Segment Start: Available records
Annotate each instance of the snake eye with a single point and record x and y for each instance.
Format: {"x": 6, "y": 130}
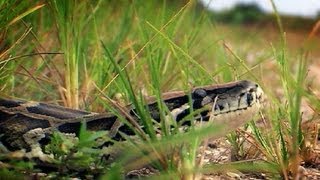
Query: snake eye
{"x": 199, "y": 93}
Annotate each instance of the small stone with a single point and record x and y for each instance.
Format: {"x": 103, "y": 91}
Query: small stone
{"x": 233, "y": 175}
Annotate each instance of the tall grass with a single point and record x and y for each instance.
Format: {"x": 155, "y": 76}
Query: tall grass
{"x": 125, "y": 51}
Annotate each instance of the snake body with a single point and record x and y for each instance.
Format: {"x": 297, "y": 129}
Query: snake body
{"x": 232, "y": 104}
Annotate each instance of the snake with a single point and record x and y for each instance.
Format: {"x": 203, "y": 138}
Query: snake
{"x": 232, "y": 104}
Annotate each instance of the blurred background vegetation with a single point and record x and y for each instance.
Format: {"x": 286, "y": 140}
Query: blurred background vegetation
{"x": 56, "y": 51}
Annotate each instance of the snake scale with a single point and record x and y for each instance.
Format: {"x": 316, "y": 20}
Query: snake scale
{"x": 232, "y": 104}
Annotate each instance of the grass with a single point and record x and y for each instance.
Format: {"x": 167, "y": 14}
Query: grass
{"x": 87, "y": 54}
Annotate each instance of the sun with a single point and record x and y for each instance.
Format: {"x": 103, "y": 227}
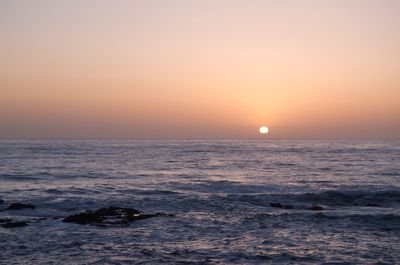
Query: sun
{"x": 264, "y": 130}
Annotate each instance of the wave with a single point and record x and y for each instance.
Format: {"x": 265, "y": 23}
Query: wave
{"x": 329, "y": 198}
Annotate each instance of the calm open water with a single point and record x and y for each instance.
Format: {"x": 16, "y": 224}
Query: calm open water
{"x": 220, "y": 193}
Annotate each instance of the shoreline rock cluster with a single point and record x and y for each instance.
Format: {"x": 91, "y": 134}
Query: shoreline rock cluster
{"x": 103, "y": 217}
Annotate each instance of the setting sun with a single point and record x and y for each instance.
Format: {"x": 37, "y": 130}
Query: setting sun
{"x": 264, "y": 130}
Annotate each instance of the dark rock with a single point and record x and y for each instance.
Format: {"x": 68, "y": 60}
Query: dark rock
{"x": 84, "y": 218}
{"x": 19, "y": 206}
{"x": 315, "y": 208}
{"x": 14, "y": 225}
{"x": 373, "y": 205}
{"x": 281, "y": 206}
{"x": 107, "y": 216}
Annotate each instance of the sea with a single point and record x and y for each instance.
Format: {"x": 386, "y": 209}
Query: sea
{"x": 340, "y": 201}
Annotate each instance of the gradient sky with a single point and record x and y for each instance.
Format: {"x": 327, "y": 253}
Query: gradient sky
{"x": 199, "y": 69}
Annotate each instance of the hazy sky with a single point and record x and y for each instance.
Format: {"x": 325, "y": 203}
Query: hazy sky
{"x": 199, "y": 69}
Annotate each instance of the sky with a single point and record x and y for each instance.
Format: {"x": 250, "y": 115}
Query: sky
{"x": 206, "y": 69}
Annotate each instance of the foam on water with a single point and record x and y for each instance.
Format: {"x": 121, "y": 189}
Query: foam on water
{"x": 220, "y": 193}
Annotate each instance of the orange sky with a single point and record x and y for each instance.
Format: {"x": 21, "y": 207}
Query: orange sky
{"x": 200, "y": 69}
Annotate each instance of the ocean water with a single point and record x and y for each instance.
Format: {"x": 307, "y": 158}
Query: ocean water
{"x": 220, "y": 193}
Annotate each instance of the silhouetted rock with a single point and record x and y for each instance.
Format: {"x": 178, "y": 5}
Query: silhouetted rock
{"x": 19, "y": 206}
{"x": 315, "y": 208}
{"x": 373, "y": 205}
{"x": 14, "y": 225}
{"x": 281, "y": 206}
{"x": 108, "y": 216}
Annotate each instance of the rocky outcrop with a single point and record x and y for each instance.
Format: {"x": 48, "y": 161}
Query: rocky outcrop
{"x": 109, "y": 216}
{"x": 19, "y": 206}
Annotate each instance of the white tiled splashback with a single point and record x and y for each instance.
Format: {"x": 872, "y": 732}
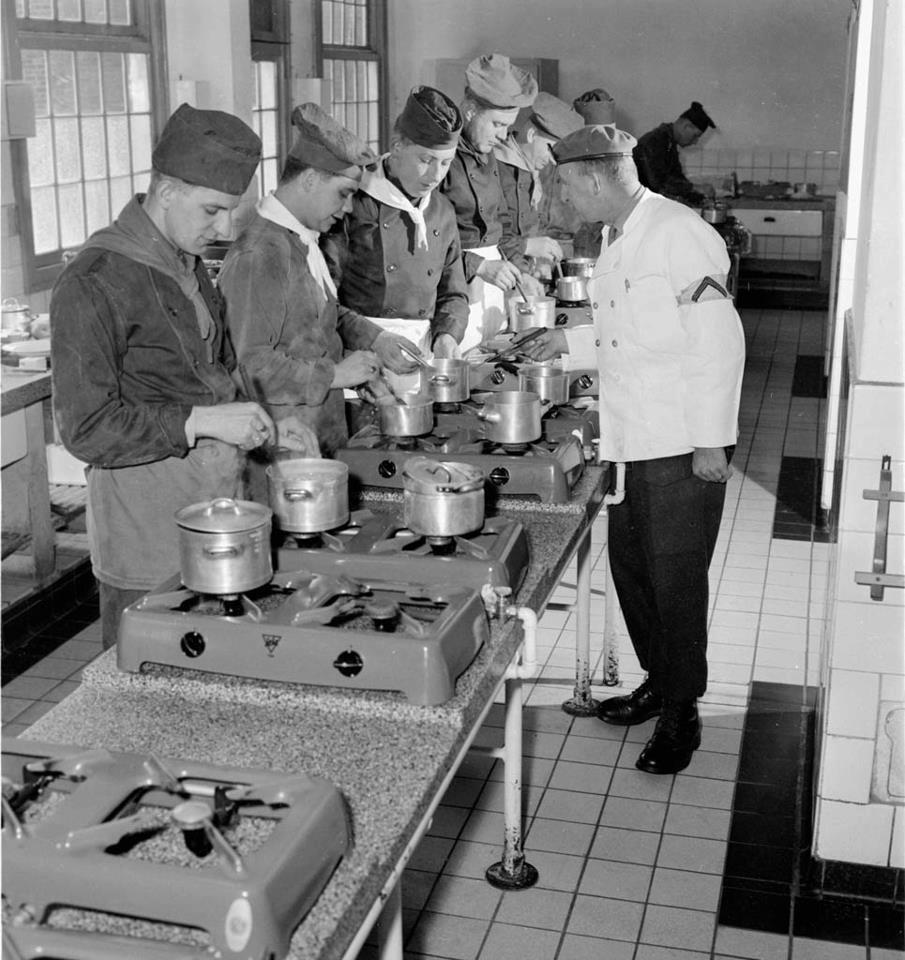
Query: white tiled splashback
{"x": 764, "y": 164}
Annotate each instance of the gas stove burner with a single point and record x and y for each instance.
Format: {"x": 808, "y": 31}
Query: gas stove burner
{"x": 128, "y": 855}
{"x": 328, "y": 629}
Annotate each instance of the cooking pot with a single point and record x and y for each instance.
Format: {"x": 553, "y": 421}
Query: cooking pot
{"x": 573, "y": 289}
{"x": 309, "y": 495}
{"x": 530, "y": 313}
{"x": 442, "y": 498}
{"x": 512, "y": 416}
{"x": 551, "y": 384}
{"x": 577, "y": 267}
{"x": 412, "y": 417}
{"x": 446, "y": 381}
{"x": 224, "y": 546}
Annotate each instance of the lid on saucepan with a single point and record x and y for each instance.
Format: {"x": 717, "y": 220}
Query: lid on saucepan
{"x": 223, "y": 515}
{"x": 422, "y": 475}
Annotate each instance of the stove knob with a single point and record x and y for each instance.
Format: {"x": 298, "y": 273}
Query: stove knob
{"x": 499, "y": 476}
{"x": 349, "y": 663}
{"x": 192, "y": 644}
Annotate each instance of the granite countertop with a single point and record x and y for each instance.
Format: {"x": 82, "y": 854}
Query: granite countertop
{"x": 388, "y": 757}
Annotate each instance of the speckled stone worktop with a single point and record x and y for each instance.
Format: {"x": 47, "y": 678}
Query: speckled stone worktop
{"x": 388, "y": 757}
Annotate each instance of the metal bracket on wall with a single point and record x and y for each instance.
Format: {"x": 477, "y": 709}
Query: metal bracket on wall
{"x": 878, "y": 579}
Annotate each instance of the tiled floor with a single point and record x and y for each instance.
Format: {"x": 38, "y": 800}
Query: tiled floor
{"x": 711, "y": 863}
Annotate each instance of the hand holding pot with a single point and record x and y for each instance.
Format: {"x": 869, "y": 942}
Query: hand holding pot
{"x": 388, "y": 347}
{"x": 550, "y": 344}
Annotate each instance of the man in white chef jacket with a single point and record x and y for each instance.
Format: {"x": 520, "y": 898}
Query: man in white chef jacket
{"x": 671, "y": 351}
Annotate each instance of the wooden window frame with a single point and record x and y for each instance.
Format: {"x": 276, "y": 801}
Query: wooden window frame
{"x": 147, "y": 35}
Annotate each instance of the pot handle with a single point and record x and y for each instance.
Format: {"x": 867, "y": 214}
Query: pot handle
{"x": 221, "y": 553}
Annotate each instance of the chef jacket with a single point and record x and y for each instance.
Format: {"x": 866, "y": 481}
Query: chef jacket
{"x": 670, "y": 365}
{"x": 381, "y": 271}
{"x": 287, "y": 332}
{"x": 129, "y": 363}
{"x": 472, "y": 185}
{"x": 656, "y": 156}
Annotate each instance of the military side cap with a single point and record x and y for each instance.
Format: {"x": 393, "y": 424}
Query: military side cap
{"x": 554, "y": 118}
{"x": 208, "y": 148}
{"x": 430, "y": 119}
{"x": 499, "y": 84}
{"x": 594, "y": 142}
{"x": 327, "y": 145}
{"x": 698, "y": 116}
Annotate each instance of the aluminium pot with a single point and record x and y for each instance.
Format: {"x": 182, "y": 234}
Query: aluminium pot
{"x": 309, "y": 495}
{"x": 531, "y": 313}
{"x": 446, "y": 381}
{"x": 551, "y": 384}
{"x": 224, "y": 546}
{"x": 442, "y": 498}
{"x": 512, "y": 417}
{"x": 412, "y": 417}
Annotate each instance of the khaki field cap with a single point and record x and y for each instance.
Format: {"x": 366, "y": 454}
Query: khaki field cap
{"x": 430, "y": 119}
{"x": 499, "y": 84}
{"x": 554, "y": 118}
{"x": 327, "y": 145}
{"x": 208, "y": 148}
{"x": 593, "y": 143}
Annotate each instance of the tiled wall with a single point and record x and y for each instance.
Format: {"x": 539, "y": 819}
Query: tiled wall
{"x": 860, "y": 807}
{"x": 765, "y": 164}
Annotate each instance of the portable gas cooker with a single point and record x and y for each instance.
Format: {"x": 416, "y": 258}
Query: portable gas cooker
{"x": 373, "y": 545}
{"x": 561, "y": 420}
{"x": 114, "y": 855}
{"x": 541, "y": 470}
{"x": 314, "y": 628}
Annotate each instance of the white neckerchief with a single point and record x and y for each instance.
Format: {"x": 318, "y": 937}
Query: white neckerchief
{"x": 375, "y": 184}
{"x": 272, "y": 209}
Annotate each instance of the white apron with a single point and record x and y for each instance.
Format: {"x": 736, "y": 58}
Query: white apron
{"x": 486, "y": 305}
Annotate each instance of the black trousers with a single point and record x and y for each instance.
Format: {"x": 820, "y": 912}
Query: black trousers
{"x": 661, "y": 540}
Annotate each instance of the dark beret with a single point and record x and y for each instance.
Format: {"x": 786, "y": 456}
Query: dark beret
{"x": 208, "y": 148}
{"x": 327, "y": 145}
{"x": 594, "y": 142}
{"x": 499, "y": 84}
{"x": 697, "y": 115}
{"x": 430, "y": 119}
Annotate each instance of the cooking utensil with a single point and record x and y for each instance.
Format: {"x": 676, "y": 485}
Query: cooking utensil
{"x": 309, "y": 495}
{"x": 550, "y": 383}
{"x": 446, "y": 380}
{"x": 512, "y": 417}
{"x": 224, "y": 546}
{"x": 413, "y": 417}
{"x": 441, "y": 498}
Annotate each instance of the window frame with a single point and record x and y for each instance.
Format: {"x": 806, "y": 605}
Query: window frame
{"x": 146, "y": 35}
{"x": 376, "y": 50}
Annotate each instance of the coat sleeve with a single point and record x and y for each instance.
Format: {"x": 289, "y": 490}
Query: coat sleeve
{"x": 97, "y": 422}
{"x": 255, "y": 282}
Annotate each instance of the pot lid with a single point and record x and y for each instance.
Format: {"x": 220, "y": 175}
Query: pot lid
{"x": 223, "y": 515}
{"x": 422, "y": 475}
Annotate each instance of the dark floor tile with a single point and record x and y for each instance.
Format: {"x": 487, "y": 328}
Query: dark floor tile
{"x": 755, "y": 910}
{"x": 830, "y": 918}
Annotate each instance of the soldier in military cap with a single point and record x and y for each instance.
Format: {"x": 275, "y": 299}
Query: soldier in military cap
{"x": 523, "y": 159}
{"x": 670, "y": 351}
{"x": 297, "y": 346}
{"x": 142, "y": 368}
{"x": 657, "y": 154}
{"x": 495, "y": 91}
{"x": 396, "y": 255}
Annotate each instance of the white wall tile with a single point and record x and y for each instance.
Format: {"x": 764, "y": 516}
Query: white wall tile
{"x": 853, "y": 833}
{"x": 845, "y": 769}
{"x": 852, "y": 702}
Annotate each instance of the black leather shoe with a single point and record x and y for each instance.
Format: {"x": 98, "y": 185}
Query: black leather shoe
{"x": 676, "y": 737}
{"x": 635, "y": 707}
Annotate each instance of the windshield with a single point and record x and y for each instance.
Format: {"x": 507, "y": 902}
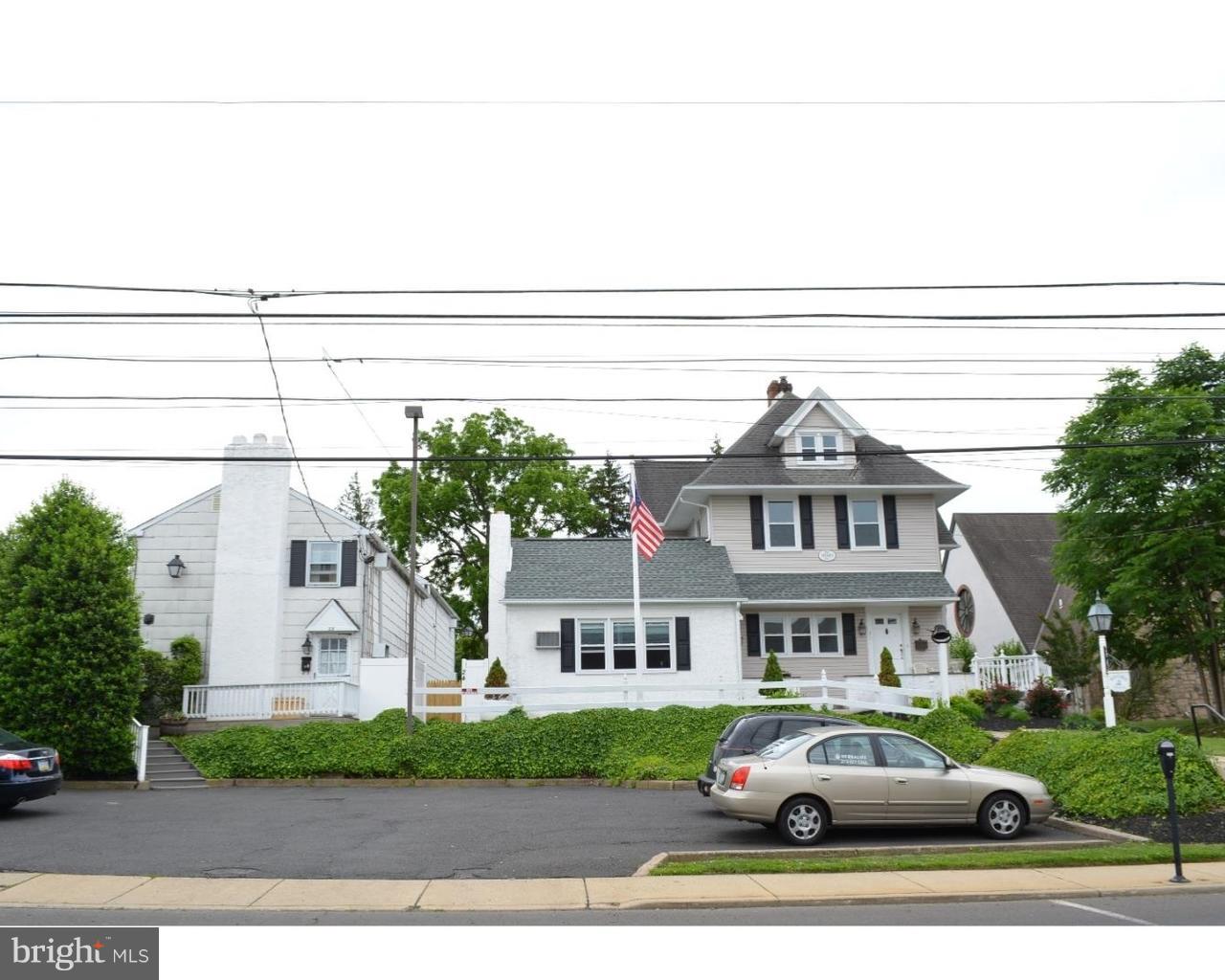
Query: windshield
{"x": 779, "y": 747}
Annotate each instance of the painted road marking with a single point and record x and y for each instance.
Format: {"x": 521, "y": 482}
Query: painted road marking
{"x": 1102, "y": 911}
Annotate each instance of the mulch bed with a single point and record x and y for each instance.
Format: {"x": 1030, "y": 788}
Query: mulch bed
{"x": 1202, "y": 828}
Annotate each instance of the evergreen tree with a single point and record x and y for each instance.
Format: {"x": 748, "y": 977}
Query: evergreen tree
{"x": 70, "y": 673}
{"x": 609, "y": 490}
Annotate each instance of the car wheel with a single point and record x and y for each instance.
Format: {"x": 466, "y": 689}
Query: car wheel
{"x": 803, "y": 821}
{"x": 1002, "y": 816}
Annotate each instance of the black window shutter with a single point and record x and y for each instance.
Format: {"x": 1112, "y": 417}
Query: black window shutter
{"x": 753, "y": 631}
{"x": 891, "y": 520}
{"x": 849, "y": 634}
{"x": 682, "y": 657}
{"x": 843, "y": 521}
{"x": 568, "y": 646}
{"x": 757, "y": 521}
{"x": 348, "y": 563}
{"x": 806, "y": 539}
{"x": 298, "y": 563}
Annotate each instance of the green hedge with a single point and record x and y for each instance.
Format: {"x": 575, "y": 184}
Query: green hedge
{"x": 1111, "y": 773}
{"x": 615, "y": 744}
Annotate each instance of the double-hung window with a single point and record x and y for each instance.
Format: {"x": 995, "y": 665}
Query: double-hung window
{"x": 800, "y": 635}
{"x": 865, "y": 523}
{"x": 818, "y": 447}
{"x": 781, "y": 530}
{"x": 323, "y": 564}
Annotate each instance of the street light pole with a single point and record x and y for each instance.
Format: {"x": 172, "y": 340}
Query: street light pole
{"x": 414, "y": 413}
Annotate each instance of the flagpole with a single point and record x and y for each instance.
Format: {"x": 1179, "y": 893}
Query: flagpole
{"x": 639, "y": 639}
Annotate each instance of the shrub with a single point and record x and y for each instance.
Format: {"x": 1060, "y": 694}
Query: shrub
{"x": 1010, "y": 648}
{"x": 1111, "y": 773}
{"x": 1044, "y": 700}
{"x": 887, "y": 677}
{"x": 967, "y": 707}
{"x": 962, "y": 650}
{"x": 1000, "y": 696}
{"x": 772, "y": 673}
{"x": 497, "y": 678}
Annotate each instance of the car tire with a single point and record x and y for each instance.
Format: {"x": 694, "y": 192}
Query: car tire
{"x": 1002, "y": 816}
{"x": 803, "y": 821}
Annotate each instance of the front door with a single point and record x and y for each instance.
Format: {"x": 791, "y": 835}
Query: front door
{"x": 887, "y": 628}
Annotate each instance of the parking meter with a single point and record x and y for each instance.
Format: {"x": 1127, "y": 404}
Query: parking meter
{"x": 1165, "y": 753}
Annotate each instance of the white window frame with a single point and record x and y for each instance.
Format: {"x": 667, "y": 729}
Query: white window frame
{"x": 609, "y": 657}
{"x": 819, "y": 436}
{"x": 880, "y": 522}
{"x": 813, "y": 616}
{"x": 319, "y": 656}
{"x": 795, "y": 525}
{"x": 310, "y": 555}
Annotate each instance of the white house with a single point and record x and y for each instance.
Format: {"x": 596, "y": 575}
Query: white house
{"x": 301, "y": 611}
{"x": 825, "y": 549}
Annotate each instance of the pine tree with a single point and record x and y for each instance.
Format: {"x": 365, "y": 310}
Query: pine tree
{"x": 70, "y": 673}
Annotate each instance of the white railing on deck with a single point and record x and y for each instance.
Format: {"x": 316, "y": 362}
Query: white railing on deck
{"x": 845, "y": 695}
{"x": 1017, "y": 672}
{"x": 140, "y": 747}
{"x": 271, "y": 701}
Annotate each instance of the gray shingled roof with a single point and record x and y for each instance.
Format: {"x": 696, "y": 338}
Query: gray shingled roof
{"x": 568, "y": 568}
{"x": 870, "y": 471}
{"x": 850, "y": 586}
{"x": 659, "y": 481}
{"x": 1014, "y": 551}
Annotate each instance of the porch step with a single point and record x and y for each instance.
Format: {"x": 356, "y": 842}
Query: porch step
{"x": 167, "y": 768}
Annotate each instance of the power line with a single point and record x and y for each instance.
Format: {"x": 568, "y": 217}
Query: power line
{"x": 626, "y": 457}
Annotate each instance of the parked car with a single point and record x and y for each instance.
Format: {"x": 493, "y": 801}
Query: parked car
{"x": 812, "y": 779}
{"x": 27, "y": 770}
{"x": 751, "y": 733}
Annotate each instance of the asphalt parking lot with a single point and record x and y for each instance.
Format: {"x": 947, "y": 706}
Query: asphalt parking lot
{"x": 445, "y": 832}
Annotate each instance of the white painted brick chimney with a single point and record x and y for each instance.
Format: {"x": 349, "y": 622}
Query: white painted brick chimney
{"x": 499, "y": 565}
{"x": 253, "y": 550}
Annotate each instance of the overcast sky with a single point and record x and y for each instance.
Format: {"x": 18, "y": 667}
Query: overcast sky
{"x": 551, "y": 145}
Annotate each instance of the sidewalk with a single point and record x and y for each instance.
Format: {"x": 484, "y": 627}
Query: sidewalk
{"x": 18, "y": 889}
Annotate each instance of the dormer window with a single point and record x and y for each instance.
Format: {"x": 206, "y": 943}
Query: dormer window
{"x": 818, "y": 449}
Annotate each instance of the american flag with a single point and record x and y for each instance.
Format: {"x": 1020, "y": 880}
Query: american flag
{"x": 644, "y": 527}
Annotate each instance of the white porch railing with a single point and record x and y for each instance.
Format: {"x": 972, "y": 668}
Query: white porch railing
{"x": 271, "y": 701}
{"x": 140, "y": 747}
{"x": 847, "y": 695}
{"x": 1017, "y": 672}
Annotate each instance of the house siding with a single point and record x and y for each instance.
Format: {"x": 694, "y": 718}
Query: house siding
{"x": 918, "y": 546}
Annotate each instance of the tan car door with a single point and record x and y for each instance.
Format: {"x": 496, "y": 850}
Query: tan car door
{"x": 845, "y": 774}
{"x": 922, "y": 788}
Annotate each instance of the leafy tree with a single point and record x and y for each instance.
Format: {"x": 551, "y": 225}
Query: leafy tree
{"x": 543, "y": 498}
{"x": 1070, "y": 650}
{"x": 357, "y": 505}
{"x": 70, "y": 638}
{"x": 1146, "y": 525}
{"x": 609, "y": 491}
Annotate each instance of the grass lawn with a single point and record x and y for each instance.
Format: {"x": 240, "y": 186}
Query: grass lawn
{"x": 1105, "y": 854}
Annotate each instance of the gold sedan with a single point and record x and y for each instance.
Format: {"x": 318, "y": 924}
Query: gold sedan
{"x": 819, "y": 777}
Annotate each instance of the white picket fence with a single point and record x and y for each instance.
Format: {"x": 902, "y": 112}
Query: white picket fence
{"x": 481, "y": 703}
{"x": 1017, "y": 672}
{"x": 271, "y": 701}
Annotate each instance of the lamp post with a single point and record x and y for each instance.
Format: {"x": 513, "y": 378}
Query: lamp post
{"x": 1101, "y": 617}
{"x": 414, "y": 413}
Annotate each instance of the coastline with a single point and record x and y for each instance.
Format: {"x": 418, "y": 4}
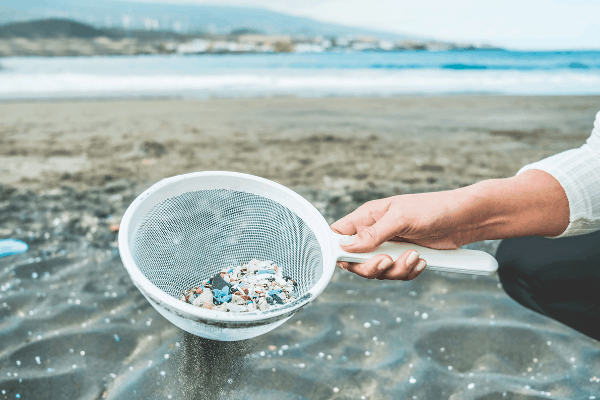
Segment End: Available records
# Work order
Print the lines above from the one with "Annotate each instance of the speckled" through the one with "Annotate each instance of the metal", both included, exactly as written and nothing more.

# Finished exercise
Annotate each instance of the speckled stone worktop with a single point and record x and y for each instance.
Format: {"x": 47, "y": 678}
Query: speckled stone worktop
{"x": 388, "y": 757}
Annotate each instance of the metal bracket on wall with a single point and record x and y for each instance.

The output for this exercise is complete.